Records:
:::

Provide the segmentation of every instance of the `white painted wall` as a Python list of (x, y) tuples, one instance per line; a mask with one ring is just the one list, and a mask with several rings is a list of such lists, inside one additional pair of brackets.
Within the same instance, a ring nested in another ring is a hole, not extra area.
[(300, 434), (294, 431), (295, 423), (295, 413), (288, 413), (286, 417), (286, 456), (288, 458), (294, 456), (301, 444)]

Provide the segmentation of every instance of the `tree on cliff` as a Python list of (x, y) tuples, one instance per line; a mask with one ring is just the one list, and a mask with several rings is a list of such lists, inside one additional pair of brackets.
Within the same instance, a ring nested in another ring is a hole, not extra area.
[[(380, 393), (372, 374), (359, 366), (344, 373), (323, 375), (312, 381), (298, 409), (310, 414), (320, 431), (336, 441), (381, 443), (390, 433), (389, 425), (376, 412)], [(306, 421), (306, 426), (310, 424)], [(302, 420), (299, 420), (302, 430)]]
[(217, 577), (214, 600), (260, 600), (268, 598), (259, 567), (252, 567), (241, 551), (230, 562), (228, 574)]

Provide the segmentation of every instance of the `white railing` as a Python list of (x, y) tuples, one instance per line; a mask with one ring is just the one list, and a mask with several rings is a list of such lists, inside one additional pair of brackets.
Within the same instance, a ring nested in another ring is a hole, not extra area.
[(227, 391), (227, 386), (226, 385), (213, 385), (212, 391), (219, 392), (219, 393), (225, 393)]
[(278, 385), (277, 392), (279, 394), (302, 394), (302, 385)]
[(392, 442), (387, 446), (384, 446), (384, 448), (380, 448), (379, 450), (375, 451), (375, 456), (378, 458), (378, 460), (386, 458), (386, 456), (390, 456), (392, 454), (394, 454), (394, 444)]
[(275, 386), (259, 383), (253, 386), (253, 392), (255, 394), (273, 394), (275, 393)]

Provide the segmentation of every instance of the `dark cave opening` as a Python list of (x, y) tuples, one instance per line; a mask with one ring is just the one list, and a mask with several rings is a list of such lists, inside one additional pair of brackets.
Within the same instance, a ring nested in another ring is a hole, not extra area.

:::

Problem requirements:
Report how many lines in the data above contain "brackets", without any other words.

Task answer:
4